- **WHAT IS BEING ASKED**
Quote the entries in full, character for character, without their images.

- **DATASET EXTRACT**
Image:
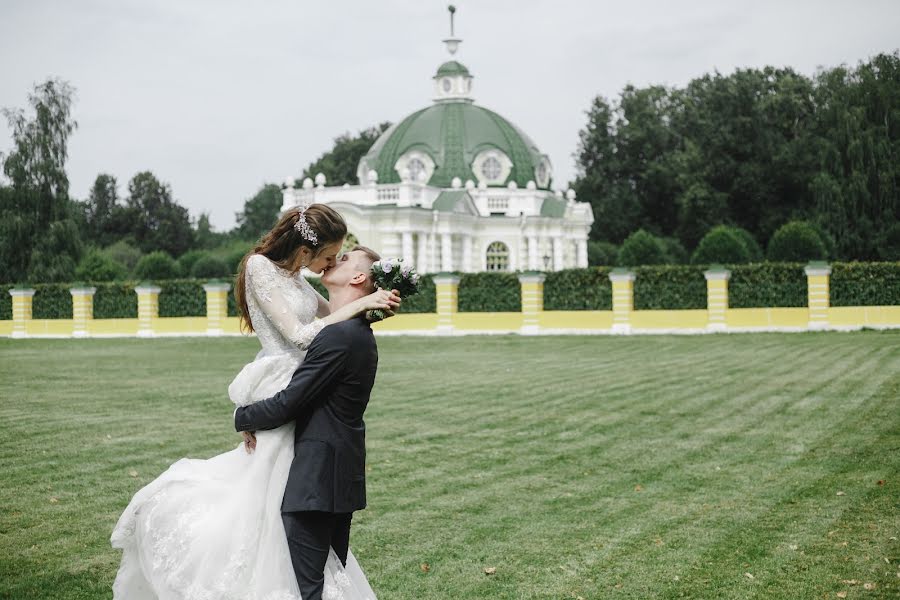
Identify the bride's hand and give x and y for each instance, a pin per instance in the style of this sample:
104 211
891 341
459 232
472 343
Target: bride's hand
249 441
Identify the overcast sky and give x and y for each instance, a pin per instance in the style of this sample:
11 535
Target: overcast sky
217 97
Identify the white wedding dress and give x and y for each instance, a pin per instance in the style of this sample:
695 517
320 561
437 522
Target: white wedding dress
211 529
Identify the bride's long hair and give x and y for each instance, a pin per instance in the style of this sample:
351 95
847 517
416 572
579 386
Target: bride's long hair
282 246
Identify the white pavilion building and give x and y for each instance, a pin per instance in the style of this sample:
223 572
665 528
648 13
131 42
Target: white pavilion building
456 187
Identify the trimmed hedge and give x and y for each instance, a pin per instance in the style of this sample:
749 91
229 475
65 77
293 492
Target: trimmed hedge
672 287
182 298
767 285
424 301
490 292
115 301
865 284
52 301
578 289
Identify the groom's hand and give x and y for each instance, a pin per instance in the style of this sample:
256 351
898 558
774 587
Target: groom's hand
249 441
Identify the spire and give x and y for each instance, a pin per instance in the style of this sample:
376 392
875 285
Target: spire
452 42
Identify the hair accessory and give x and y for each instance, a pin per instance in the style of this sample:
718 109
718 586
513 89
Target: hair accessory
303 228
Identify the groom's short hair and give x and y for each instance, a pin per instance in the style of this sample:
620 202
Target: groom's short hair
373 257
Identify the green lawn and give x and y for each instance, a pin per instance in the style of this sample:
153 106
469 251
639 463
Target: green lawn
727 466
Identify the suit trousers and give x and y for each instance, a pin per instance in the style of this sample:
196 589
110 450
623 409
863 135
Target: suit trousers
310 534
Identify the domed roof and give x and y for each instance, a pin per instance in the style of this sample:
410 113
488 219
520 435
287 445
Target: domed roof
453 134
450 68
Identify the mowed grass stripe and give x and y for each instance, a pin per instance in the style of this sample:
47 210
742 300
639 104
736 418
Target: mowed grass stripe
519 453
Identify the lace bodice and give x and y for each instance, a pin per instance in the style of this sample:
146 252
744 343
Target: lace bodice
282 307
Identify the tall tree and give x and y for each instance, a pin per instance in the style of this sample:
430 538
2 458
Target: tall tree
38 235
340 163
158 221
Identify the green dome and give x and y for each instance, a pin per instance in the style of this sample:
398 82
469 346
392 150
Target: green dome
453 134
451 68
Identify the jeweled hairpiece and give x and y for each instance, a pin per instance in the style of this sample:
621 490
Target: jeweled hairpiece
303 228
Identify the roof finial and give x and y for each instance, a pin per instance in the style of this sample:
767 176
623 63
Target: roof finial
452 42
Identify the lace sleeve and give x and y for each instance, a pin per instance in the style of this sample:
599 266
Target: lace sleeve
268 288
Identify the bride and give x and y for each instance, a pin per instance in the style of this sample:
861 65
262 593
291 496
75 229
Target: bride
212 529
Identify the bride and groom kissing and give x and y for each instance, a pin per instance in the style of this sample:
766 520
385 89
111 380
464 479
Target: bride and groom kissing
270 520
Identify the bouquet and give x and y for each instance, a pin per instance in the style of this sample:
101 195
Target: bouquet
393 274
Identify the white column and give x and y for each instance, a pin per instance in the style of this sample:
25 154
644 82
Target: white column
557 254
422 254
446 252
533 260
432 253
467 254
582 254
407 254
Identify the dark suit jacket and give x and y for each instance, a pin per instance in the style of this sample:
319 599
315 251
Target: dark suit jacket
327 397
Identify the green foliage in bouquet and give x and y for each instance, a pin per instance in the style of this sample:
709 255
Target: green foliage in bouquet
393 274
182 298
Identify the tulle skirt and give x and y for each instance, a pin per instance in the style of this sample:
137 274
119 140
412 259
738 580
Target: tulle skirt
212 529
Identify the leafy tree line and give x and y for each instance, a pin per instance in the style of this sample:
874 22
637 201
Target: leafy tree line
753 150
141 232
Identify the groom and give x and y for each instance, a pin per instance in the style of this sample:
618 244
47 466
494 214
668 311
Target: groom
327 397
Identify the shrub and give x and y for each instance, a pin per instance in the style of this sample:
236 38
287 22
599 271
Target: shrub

- **ANSWER FOR THE TASK**
Image:
Identify the bride's hand and give x and y for each instance, a pin per instance in the style of this sample:
104 211
891 341
459 232
472 343
Target: bride's hand
249 441
Identify the overcast sky and give x and y for each instance, a pin per instance in the style of this sample:
11 535
Target: overcast sky
217 97
Identify the white wedding dress and give x and y for each instance, a pin per instance in the style of this sample:
695 517
320 561
437 522
Target: white wedding dress
211 529
Identify the bride's long hair and give x and y for each instance, a pin per instance in the style of this sample:
351 95
847 517
416 572
579 386
Target: bride's long hair
282 246
Identify the white pavilion building and give x and y for each instance, a pin per instance in the style of this sample:
223 572
665 528
648 13
131 42
Target: white pavilion building
456 187
Identify the trimmed hedge and give x and y for each instance, a pin per instance in the style of this sample:
749 91
229 475
65 77
293 492
Target: trimmed hedge
672 287
182 298
767 285
424 301
490 292
115 301
865 284
52 301
578 289
Identify the groom's hand and give x and y for each instance, a pin per instance in the style of this sample:
256 351
898 558
774 587
Target: groom's hand
249 441
Identify the spire and give x and y for each instance, a pin per instance in the style of this sample:
376 392
875 285
Target: spire
452 42
Identify the hair accessory and give x and y for each instance, a pin per instance in the style of this sample:
718 109
718 586
513 89
Target: hair accessory
303 228
Identify the groom's short hair and give x and y for each instance, a pin per instance in the style of this sample:
620 202
Target: groom's short hair
373 257
Identify the green lawn and give x and y for each instance, a pin per instance in the style of this sample:
153 106
469 251
639 463
Target: green lawn
727 466
Identify the suit trousers and give x and y for each instance, a pin per instance in the style of this sample:
196 589
110 450
623 409
863 135
Target: suit trousers
310 534
Identify the domed roof and give x and y for each instance, a pin per instance in the style of this sample:
410 113
488 219
520 435
287 445
Target: domed roof
453 134
450 68
Identify the mowed grass stripe and give x and y for each instance, a pin per instance in the style of this sample:
47 210
742 300
639 104
736 418
Target: mowed grass stripe
519 453
Identify the lace bodice and give x and y for each instance, a pin per instance in the style of this sample:
146 252
744 343
Target: lace bodice
282 307
Identify the tall tree and give x and y for each instance, a pin per instance in the style of this sample:
430 538
2 458
Target: tall tree
38 235
340 163
158 221
Identify the green dome and give x and y for each instance, a pin per instance in the style of this sample:
398 82
469 346
392 150
Target: green dome
453 134
451 68
Identify the jeweled hairpiece and give x and y for each instance, a pin per instance in the style of this sample:
621 490
Target: jeweled hairpiece
303 228
Identify the roof finial and give x and y for each instance, a pin per instance in the style of this sample:
767 176
623 63
Target: roof finial
452 42
Identify the lace sleeve and give x and y for each instance, a pin per instance in the style of this sample:
599 266
Target: lace sleeve
268 288
Identify the bride and give x and y for each instance, a pin per instance in the style of this sample:
861 65
262 593
291 496
75 229
Target: bride
212 529
Identify the bride and groom kissing and give x and y for each instance, a pin per instance in the style of this sample:
766 520
385 89
111 380
464 479
Target: bride and groom kissing
270 520
Identify the bouquet and give x and y for each instance, a pin per instance in the style of this sample:
101 195
Target: bouquet
393 274
Identify the white column and give x and y for each instance, a pin per instance in the style of this sample:
25 154
644 82
Target: white column
557 254
422 254
446 252
533 260
432 253
467 254
582 254
407 254
Identify the dark suit jacket and give x and y for each instance, a pin per instance in the style of this sample:
319 599
315 251
Target: dark suit jacket
327 397
Identify the green foliage in bouquet and give x and y for each instance, a pin per instance in the style of this sample:
709 255
Target: green foliage in bouquet
393 274
182 298
Identify the tulle skirt and give x and y for each instance, a pin per instance in the style of this sample:
137 274
119 140
412 259
738 580
Target: tulle skirt
212 529
Identify the leafy tree line and give x and y for each instance, a pin per instance in the style of this sample:
874 22
637 201
Target: leafy tree line
753 150
141 232
Identify the groom and give x and y for each instance, a pin per instance in the style of this sample:
618 244
47 466
494 214
668 311
Target: groom
327 397
Identify the shrub and give x and y for each instance, a pin per instance in the style of this sample:
236 38
287 22
599 271
Target: shrub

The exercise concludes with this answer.